Reproduce the opening lines of the records exactly, up to and including the line in which "target | boat hull" occurs.

▶ **Exercise materials**:
....
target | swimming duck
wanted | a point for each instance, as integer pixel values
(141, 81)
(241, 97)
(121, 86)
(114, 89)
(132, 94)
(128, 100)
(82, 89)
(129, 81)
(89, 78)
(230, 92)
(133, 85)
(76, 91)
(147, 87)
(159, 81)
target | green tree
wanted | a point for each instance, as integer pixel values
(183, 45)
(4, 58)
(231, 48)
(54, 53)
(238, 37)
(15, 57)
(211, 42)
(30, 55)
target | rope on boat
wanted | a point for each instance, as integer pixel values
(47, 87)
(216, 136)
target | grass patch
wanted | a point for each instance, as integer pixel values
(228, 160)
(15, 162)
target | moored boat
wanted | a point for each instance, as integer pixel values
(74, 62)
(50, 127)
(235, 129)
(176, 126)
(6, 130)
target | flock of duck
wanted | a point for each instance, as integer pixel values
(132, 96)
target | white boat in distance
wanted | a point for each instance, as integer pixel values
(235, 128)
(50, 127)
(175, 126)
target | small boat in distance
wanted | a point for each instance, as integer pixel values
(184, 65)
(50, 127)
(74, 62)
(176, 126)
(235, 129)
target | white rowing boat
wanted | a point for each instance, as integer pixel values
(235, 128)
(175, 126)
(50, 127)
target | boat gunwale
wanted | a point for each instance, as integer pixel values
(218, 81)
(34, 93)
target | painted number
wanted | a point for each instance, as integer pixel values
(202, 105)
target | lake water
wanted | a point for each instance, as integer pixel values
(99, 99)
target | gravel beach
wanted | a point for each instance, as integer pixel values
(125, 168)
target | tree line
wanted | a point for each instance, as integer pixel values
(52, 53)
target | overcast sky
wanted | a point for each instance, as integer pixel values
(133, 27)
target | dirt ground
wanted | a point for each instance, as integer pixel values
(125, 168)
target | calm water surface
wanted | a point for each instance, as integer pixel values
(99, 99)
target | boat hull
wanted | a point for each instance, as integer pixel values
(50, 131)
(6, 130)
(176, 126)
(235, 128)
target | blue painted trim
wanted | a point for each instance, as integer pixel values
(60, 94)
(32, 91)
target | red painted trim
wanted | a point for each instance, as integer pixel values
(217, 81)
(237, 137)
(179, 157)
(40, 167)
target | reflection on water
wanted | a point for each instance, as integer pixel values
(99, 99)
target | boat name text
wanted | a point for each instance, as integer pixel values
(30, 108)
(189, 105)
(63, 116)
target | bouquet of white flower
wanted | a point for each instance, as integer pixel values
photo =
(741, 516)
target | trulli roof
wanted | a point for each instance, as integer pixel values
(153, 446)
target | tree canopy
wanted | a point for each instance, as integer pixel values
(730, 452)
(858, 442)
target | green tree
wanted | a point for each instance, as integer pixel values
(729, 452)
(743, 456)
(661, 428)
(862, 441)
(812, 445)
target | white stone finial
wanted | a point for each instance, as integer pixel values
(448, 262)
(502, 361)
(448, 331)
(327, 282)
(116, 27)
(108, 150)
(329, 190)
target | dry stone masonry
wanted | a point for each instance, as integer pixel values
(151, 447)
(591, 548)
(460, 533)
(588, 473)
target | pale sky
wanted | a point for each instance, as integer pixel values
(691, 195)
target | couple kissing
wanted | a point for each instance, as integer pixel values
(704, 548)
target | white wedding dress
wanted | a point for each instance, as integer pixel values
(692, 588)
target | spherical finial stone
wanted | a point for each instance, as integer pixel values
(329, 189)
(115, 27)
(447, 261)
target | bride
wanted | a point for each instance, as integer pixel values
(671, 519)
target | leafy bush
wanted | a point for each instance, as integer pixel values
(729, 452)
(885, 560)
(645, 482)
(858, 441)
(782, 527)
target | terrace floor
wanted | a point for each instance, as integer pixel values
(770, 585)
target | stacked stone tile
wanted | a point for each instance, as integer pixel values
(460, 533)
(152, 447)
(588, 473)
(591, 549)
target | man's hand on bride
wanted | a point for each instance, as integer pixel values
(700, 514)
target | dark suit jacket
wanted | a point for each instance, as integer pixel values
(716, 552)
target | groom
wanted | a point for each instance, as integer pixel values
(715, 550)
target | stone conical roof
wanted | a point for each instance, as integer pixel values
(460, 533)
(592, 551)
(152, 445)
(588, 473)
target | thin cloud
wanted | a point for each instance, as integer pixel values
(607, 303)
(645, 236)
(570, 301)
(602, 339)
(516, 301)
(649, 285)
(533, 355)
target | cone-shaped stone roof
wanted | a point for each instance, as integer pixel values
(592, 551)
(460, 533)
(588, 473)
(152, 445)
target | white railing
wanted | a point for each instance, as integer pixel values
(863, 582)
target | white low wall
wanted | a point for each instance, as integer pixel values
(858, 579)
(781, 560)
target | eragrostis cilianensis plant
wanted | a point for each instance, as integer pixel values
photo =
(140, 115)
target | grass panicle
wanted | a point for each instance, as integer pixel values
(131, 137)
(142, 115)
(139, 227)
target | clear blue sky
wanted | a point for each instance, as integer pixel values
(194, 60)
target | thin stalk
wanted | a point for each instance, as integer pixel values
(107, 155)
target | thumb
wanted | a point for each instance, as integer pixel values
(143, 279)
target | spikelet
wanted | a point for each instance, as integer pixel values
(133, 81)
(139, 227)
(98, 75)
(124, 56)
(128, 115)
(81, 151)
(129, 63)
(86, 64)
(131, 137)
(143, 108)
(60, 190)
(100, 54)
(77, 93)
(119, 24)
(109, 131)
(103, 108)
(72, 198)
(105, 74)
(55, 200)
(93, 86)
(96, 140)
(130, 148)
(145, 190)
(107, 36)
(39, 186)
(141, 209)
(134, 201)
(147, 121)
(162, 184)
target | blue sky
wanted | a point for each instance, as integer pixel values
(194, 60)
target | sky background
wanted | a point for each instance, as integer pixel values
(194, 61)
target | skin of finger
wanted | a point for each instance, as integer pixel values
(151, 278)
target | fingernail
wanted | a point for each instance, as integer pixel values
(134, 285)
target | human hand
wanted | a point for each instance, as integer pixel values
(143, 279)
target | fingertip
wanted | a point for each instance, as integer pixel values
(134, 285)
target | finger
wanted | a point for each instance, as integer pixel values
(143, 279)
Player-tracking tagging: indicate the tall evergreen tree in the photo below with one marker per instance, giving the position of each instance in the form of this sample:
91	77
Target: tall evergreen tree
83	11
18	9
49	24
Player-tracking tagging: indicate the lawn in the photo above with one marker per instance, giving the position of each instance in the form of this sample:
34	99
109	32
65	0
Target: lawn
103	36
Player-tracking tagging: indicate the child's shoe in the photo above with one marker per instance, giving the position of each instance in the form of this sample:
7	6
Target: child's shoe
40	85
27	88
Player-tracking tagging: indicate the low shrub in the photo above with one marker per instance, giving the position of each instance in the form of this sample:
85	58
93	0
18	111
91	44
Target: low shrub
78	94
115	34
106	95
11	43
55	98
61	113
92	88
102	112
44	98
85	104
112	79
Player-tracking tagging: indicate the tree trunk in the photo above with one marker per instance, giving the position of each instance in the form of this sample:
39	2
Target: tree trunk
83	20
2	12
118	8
....
▶ **Answer space**:
target | swimming duck
wanted | a point for each instance, as integer pixel values
(141, 81)
(241, 97)
(121, 86)
(114, 89)
(132, 94)
(128, 100)
(82, 89)
(129, 81)
(89, 78)
(230, 92)
(133, 85)
(76, 91)
(147, 87)
(159, 81)
target | green tree
wanted | a point for each instance, as integer pixel values
(183, 45)
(4, 58)
(231, 48)
(54, 53)
(238, 37)
(15, 57)
(211, 42)
(30, 55)
target | rope on boat
wanted | a point for each instance, as integer pixel values
(47, 87)
(216, 136)
target | grass patch
wanted | a point for each instance, as integer pixel values
(228, 160)
(15, 162)
target | moored boat
wanted | a point for each instance, as integer pixel values
(74, 62)
(50, 127)
(235, 129)
(176, 126)
(6, 130)
target | flock of duck
wanted | a point for each instance, as integer pixel values
(132, 96)
target | white boat in distance
wanted | a point for each instance, as integer pixel values
(235, 128)
(50, 127)
(175, 126)
target | small boat in distance
wanted | a point for each instance, as integer pixel values
(184, 65)
(50, 127)
(74, 62)
(176, 126)
(235, 129)
target | white rowing boat
wanted | a point for each instance, as integer pixel values
(235, 128)
(175, 126)
(50, 127)
target | boat gunwale
wanted | a point for each instance, as integer pixel values
(218, 81)
(34, 93)
target | painted number
wanted | a point for each instance, as integer pixel values
(202, 105)
target | lake water
wanted | a point for each instance, as integer pixel values
(99, 99)
target | gravel beach
wanted | a point for each instance, as integer pixel values
(125, 168)
target | tree line
wanted | a point for each instance, as integer pixel values
(52, 53)
target | overcast sky
wanted | a point for each instance, as integer pixel values
(133, 27)
target | dirt ground
wanted | a point for each instance, as integer pixel values
(125, 168)
target | calm water surface
wanted | a point for each instance, as integer pixel values
(99, 99)
target | boat hull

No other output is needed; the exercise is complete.